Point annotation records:
(begin)
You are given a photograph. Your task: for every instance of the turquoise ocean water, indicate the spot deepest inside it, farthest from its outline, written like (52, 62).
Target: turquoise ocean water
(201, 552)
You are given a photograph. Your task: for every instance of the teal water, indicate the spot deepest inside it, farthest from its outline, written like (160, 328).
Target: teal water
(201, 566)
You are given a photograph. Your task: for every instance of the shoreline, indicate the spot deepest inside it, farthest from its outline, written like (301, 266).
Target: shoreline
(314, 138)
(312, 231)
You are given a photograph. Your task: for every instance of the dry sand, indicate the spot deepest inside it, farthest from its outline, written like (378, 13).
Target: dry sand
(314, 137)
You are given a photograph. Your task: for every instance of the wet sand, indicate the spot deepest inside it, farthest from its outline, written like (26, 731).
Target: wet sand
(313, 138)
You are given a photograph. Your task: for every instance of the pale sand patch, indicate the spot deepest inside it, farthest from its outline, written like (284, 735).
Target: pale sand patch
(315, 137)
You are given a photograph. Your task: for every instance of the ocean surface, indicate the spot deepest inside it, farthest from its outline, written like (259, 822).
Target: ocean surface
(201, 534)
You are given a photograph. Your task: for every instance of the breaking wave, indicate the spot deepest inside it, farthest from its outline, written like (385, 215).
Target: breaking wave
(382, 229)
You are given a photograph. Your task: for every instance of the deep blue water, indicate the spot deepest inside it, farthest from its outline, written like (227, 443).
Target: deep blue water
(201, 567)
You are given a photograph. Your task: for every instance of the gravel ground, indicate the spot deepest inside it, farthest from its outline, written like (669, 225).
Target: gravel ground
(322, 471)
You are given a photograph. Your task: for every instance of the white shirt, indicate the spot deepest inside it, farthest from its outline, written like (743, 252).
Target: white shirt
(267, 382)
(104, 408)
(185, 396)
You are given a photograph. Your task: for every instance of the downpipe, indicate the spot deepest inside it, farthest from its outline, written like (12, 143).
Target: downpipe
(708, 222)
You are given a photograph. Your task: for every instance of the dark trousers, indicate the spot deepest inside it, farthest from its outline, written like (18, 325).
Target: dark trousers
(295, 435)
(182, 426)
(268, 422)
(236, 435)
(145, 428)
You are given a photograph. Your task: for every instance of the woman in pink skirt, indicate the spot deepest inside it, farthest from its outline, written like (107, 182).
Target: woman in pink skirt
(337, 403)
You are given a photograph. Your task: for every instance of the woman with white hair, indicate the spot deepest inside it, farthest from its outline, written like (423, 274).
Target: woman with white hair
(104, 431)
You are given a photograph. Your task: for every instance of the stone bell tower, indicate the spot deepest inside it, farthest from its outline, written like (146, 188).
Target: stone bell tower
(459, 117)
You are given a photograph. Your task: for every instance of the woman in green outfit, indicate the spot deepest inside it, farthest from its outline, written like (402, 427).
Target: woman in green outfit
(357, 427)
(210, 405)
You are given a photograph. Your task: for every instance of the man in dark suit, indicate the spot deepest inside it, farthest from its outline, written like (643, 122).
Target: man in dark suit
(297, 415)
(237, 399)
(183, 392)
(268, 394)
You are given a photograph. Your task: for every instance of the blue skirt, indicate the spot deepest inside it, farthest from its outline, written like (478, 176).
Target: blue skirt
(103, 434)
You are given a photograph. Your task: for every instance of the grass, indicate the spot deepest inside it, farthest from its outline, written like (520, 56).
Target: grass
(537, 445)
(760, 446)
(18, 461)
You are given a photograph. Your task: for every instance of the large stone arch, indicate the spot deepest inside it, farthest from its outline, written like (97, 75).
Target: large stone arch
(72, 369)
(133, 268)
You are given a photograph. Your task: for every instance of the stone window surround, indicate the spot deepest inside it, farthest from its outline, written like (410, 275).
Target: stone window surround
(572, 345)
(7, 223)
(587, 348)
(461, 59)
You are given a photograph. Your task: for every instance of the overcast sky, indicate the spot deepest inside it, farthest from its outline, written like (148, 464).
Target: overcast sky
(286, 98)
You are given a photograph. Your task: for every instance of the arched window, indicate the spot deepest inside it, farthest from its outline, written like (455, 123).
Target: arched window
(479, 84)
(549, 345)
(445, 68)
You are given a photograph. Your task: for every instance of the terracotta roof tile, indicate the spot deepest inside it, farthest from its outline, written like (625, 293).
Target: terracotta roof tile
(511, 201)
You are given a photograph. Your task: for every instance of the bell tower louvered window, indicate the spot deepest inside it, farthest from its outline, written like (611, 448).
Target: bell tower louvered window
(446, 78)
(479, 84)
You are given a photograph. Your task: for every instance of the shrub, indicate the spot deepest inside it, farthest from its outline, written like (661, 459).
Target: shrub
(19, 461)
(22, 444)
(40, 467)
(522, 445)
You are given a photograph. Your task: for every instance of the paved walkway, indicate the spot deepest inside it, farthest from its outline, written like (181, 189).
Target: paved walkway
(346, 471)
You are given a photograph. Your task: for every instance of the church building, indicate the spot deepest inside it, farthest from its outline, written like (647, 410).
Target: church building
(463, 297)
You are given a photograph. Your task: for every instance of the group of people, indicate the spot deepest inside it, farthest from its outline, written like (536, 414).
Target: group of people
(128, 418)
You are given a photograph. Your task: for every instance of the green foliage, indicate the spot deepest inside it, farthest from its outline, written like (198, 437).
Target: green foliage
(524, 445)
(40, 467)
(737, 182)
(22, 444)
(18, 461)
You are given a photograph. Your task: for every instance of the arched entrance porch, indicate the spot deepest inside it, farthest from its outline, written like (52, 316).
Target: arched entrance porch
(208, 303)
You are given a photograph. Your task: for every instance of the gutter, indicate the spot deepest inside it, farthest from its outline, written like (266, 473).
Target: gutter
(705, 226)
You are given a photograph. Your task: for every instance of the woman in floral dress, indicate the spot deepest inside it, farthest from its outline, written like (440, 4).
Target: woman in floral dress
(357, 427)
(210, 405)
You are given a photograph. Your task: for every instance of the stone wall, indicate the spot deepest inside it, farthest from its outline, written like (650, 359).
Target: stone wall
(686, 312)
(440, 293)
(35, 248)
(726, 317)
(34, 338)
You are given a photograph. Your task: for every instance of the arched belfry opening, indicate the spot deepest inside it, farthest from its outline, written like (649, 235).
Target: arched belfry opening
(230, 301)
(end)
### Problem to work on
Print the material once more, exactly.

### Output of the exercise
You are given a photograph. Your task: for every instance of the turquoise ocean water, indicate the spot deepest inside it, farthest from its outline, written like (52, 62).
Target: turquoise ocean water
(201, 552)
You are given a photograph. Your task: for every instance of the teal water, indicate the spot deepest inside it, farthest from its outline, written like (160, 328).
Target: teal water
(201, 566)
You are given a photograph. Your task: for every instance of the shoreline, indicate the spot deepest inside it, farthest from its outline, written like (301, 266).
Target: shoreline
(314, 138)
(312, 231)
You are given a photograph. Your task: for every instance of the dry sand, indicate the spot deepest inside it, farthest from its outline, written like (378, 13).
Target: dry sand
(314, 137)
You are given a photograph. Your task: for every instance of the wet sand, indicate the spot deepest inside it, farthest from its outline, written like (26, 731).
Target: wet sand
(313, 138)
You are given a photograph. Your task: for every instance of the pale sand patch, indicate the spot deepest inside it, farthest from its outline, written like (284, 735).
Target: pale sand patch
(315, 137)
You are given a photograph. Your task: for every instance of the ocean surface, indicate the spot deepest inside it, farthest from its outline, written like (259, 822).
Target: ocean surface
(201, 534)
You are given a photograph. Your task: for every instance of the breaking wave, indicate the spot deepest inside it, farthest from its outline, written like (385, 215).
Target: breaking wave
(382, 229)
You are given a photograph. Your task: for every instance of the deep blue water, indicate the spot deepest inside it, farthest from its outline, written like (227, 443).
Target: deep blue water
(201, 567)
You are given a photograph. Your task: for every instance of the gravel ground, indicate the spot deepest inside it, farthest from its outline, written like (669, 225).
Target: gravel ground
(322, 471)
You are given a photograph. Your task: for every instance of the white shirt, indicate the spot deepest inside it, farthest from its outline, written like (743, 252).
Target: white shirt
(267, 382)
(104, 408)
(185, 396)
You are given a photograph. Your task: for every instance of the downpipe, indicate the spot deepest inside it, farthest from its outline, written like (12, 143).
Target: downpipe
(708, 222)
You are given a photograph. Your task: for every instance of the dark trousers, indicate the spot deepest inside it, farthest from its outline, written like (18, 325).
Target: dark trousers
(295, 435)
(182, 426)
(268, 422)
(236, 435)
(145, 428)
You are given a photograph. Your task: for every instance of the woman in pink skirt, indicate the spot deepest inside it, farthest from its outline, written like (107, 182).
Target: woman in pink skirt
(337, 403)
You are given a photograph. Your task: for every instance of the woman with white hair, indicate the spot deepest inside it, farthest from its outline, written like (423, 274).
Target: woman with white hair
(104, 431)
You are given a photograph. Your task: for every instance of the stone bell tower, indicate the spot deepest inside it, farthest from its outline, written like (146, 188).
Target: stone bell tower
(459, 117)
You are given a photograph. Your task: for every instance of the woman in green outfit, indicate the spot deepest inside it, farthest from its outline, written like (402, 427).
Target: woman in green outfit
(357, 427)
(210, 405)
You are given a photograph. Your task: for every instance of the man in dark suit, indicate the spot deepest inside it, farthest from its outline, written like (643, 122).
Target: man in dark suit
(297, 415)
(237, 399)
(183, 392)
(268, 394)
You are given a photograph. Your task: for every instance of the blue skirt, indicate the spot deepest inside it, farthest from its outline, written like (478, 176).
Target: blue skirt
(103, 434)
You are given a photograph. Your task: for every instance of the grass, indicate the spot deepest inside it, farthest from its outline, written like (520, 56).
Target: grass
(537, 445)
(760, 446)
(18, 461)
You are given a photograph. Your task: for every instance of the large stone arch, indicate the spot deepest inside it, farthest from its outline, written like (97, 75).
Target: large stone arch
(72, 369)
(133, 268)
You are given a photograph. Your task: for every instance of the stone window surround, indicate the spot deepest inside it, farthest from its outline, written like (410, 275).
Target: stone window surround
(572, 345)
(7, 223)
(587, 348)
(461, 59)
You are given a photograph. Your task: for every instance of the overcast sky, indicate the spot deepest inside it, farthest from its outline, written like (148, 464).
Target: overcast sky
(286, 98)
You are given a photograph. Your task: for every instance of the arched window, indicate the spot deepest inside it, farthest from its outline, written like (455, 123).
Target: arched window
(479, 84)
(549, 345)
(445, 68)
You are given a photograph. Your task: for every instance of the terracotta roof tile, indicate the spot deepest inside it, farthest from its outline, written like (625, 293).
Target: terracotta roof tile
(511, 201)
You are given a photograph. Your task: for every instance of the bell tower louvered window, indicate the spot deepest inside it, farthest from its outline, written like (611, 448).
Target: bell tower louvered window
(446, 78)
(479, 84)
You are given a photograph. Your task: for every instance of the shrub, indicate the spot deepest inside it, farthest from its outline, written like (661, 459).
Target: shrub
(19, 461)
(22, 444)
(40, 467)
(522, 445)
You are given a photograph. Your task: for every instance of the paved walkway, indicate the spot deepest inside it, farthest from its outline, written like (181, 189).
Target: paved walkway
(346, 471)
You are given a photograph. Your task: for every instance of the church building, indicate the spot deepest inside it, farthest from its outline, written like (647, 410).
Target: church building
(463, 297)
You are given a photograph. Your task: for every instance of the group of people, indicate the spot deepest inside it, farthest from its outline, written like (536, 414).
Target: group of people
(128, 418)
You are given a photograph. Your task: for every instance of the green foliage, indicate the spot deepest inside it, farthest from its outline, written like (198, 437).
Target: green foliage
(524, 445)
(40, 467)
(737, 182)
(22, 444)
(18, 461)
You are given a photograph. Your task: for every instance of the arched entrance porch, indicate the spot deepest inside it, farthest from its outline, written like (52, 316).
Target: arched entrance porch
(208, 303)
You are given a photograph. Your task: for every instance of the gutter, indicate the spot deepest inside it, farthest from its outline, written like (266, 473).
Target: gutter
(705, 226)
You are given a photograph. Your task: for every instance of the woman in floral dress, indicate the spot deepest inside it, farthest from its outline, written like (440, 4).
Target: woman in floral dress
(357, 427)
(210, 405)
You are given a photograph. Your task: for every instance of the stone wall, indicate the spot deepest inside it, farthest from its outline, written like (650, 359).
Target: stone wall
(686, 312)
(440, 293)
(35, 248)
(726, 317)
(34, 338)
You are given a photograph. Your task: for every instance of the arched belfry opening, indicate the spot deepest inside it, farthest from its outline, written like (649, 235).
Target: arched belfry opening
(230, 301)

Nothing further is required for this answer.